(Beginning of PASSAGE TO READ)

Performance (Benchmarks & Repro)

Harmony Go is engineered for low allocations and high throughput. In local runs, it consistently outperforms the official Python bindings for render/parse‑heavy workloads. Streaming parse matches batch throughput while shaving a few allocations.

Benchmarks below are from the cross‑parity harness in benchmarks/python/bench.py, Go benchmarks in benchmarks/go, and a Rust micro‑bench harness in benchmarks/rust at 200 iterations. Full details: docs/python_go_performance.md.

Rendering

Benchmark Python ops/sec Go ops/sec Go allocs/op Go bytes/op
Tool‑call render 2,354 159,056 65 3,086
Large render (auto‑drop) 87.5 580 38,644 3,282,291
Large render (keep analysis) 45.5 580† 38,644 3,282,291

† Go renders analysis turns in both cases; the Python harness toggles auto_drop_analysis.

Parsing

Benchmark Python ops/sec Go ops/sec Go allocs/op Go bytes/op
Tool‑call parse 2,241 426,401 62 2,096
Tool‑call stream parse 2,541 441,582 61 1,984
Large completion parse 2,249 21,192 1,272 37,032
Large completion stream parse 2,073 23,015 1,271 36,824

Observed speedups range from ~6.6× (large render) up to ≥190× (tool‑call parse).

(End of PASSAGE TO READ)
(Beginning of DATA EXTRACT)

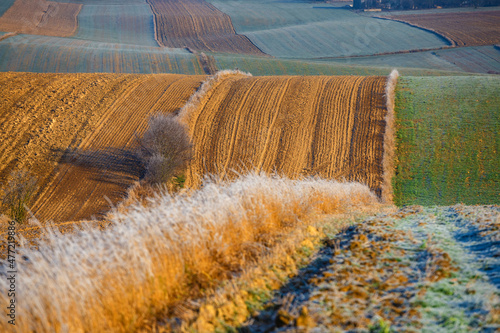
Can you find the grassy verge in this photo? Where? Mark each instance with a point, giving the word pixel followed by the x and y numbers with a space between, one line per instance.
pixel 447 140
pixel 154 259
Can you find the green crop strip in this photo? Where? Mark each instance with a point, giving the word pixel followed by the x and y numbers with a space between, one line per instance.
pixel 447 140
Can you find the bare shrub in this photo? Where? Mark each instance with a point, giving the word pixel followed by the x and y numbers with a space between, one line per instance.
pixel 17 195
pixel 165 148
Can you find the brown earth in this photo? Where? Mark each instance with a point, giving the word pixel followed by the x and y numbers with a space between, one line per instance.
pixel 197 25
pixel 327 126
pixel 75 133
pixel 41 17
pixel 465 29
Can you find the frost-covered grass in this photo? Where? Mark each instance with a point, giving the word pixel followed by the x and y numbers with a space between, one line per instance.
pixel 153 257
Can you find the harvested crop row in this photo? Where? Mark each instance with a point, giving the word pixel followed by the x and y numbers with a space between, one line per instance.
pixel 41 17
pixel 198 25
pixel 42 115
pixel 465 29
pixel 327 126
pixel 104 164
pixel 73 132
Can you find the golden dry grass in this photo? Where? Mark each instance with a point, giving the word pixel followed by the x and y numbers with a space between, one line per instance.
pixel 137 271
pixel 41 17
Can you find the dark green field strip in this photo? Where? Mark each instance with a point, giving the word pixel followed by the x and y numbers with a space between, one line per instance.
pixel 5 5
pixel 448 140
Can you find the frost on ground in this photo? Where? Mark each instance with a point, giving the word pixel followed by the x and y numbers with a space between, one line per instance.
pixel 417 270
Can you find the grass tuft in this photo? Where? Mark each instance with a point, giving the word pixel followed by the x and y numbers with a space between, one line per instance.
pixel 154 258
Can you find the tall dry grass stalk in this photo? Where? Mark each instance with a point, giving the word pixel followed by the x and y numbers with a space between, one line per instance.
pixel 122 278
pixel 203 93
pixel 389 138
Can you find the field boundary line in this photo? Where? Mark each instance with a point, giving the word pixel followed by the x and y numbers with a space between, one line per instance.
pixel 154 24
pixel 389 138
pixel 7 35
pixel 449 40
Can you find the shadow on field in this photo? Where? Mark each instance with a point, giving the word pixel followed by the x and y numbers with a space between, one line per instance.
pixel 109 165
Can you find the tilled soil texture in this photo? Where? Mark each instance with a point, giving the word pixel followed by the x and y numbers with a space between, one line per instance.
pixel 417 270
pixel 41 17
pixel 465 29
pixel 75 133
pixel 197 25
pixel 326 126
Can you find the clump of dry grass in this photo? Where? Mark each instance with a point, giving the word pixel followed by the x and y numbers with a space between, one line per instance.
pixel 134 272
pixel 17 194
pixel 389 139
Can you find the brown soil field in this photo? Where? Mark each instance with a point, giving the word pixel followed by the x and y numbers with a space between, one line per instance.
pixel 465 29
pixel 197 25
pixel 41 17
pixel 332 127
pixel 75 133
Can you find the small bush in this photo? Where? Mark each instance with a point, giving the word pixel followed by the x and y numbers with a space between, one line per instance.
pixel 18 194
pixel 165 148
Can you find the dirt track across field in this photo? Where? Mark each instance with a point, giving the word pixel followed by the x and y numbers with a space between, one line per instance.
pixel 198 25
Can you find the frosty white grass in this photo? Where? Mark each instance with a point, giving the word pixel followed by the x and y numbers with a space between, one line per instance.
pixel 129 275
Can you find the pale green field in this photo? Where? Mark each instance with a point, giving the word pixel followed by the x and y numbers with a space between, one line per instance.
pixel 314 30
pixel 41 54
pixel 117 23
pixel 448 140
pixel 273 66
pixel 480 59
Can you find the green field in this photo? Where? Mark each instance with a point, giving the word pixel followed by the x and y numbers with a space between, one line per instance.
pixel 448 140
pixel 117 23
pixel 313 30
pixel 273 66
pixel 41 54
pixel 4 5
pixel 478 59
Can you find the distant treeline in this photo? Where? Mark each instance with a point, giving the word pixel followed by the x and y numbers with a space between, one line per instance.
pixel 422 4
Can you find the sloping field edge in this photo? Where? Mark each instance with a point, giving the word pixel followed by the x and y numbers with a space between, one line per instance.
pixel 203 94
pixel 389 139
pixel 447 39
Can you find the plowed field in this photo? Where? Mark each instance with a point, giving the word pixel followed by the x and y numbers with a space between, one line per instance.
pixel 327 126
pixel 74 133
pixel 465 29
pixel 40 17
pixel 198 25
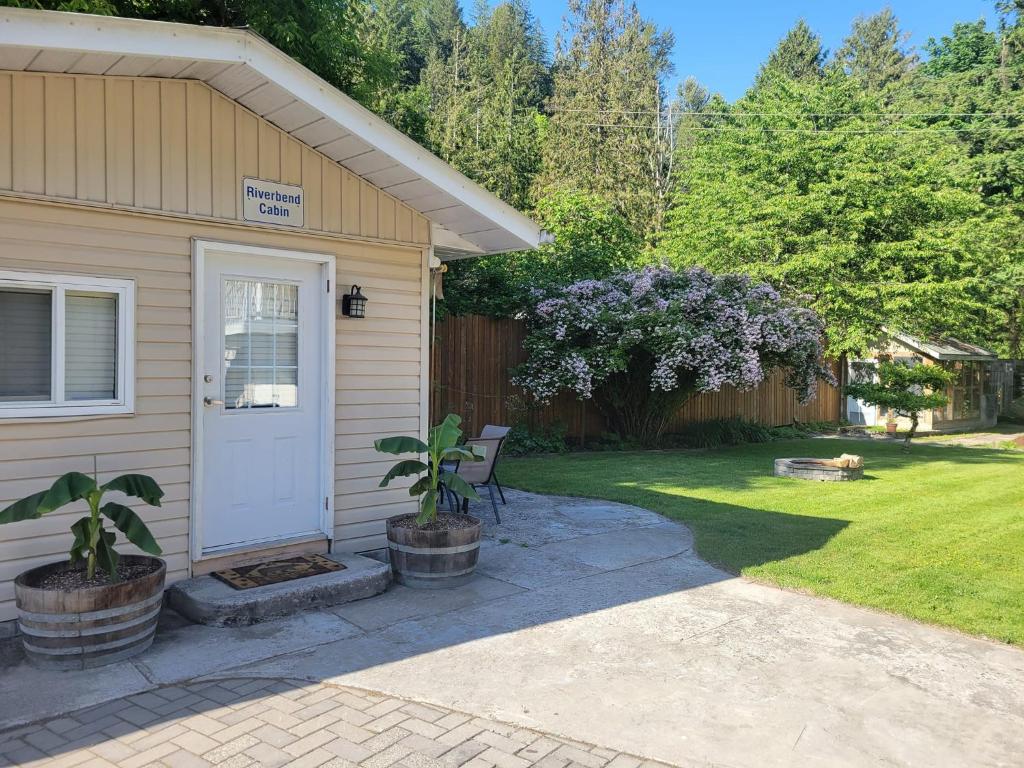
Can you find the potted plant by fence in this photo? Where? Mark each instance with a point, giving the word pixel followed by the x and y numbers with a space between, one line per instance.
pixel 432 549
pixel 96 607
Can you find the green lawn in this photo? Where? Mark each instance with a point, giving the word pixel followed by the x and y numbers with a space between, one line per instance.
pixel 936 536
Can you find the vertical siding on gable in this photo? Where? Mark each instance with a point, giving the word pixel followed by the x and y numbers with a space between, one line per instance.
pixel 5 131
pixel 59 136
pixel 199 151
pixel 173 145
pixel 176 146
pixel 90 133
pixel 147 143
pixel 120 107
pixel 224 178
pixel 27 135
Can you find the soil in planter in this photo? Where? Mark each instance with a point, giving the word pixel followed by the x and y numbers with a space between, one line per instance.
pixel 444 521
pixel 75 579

(End of DATA EXTRACT)

## EXERCISE DESCRIPTION
Say whether each statement agrees with the benchmark text, answering yes or no and quoting the exact words of the text that settle it. (a) Streaming parse is slower than batch parse. (b) Go renders analysis turns in both large render cases. (c) Full details can be found in docs/python_go_performance.md. This data was taken from a different source than the benchmark text.

## WRITTEN SOLUTION
(a) No: "Streaming parse matches batch throughput while shaving a few allocations."
(b) Yes: "Go renders analysis turns in both cases"
(c) Yes: "Full details: docs/python_go_performance.md."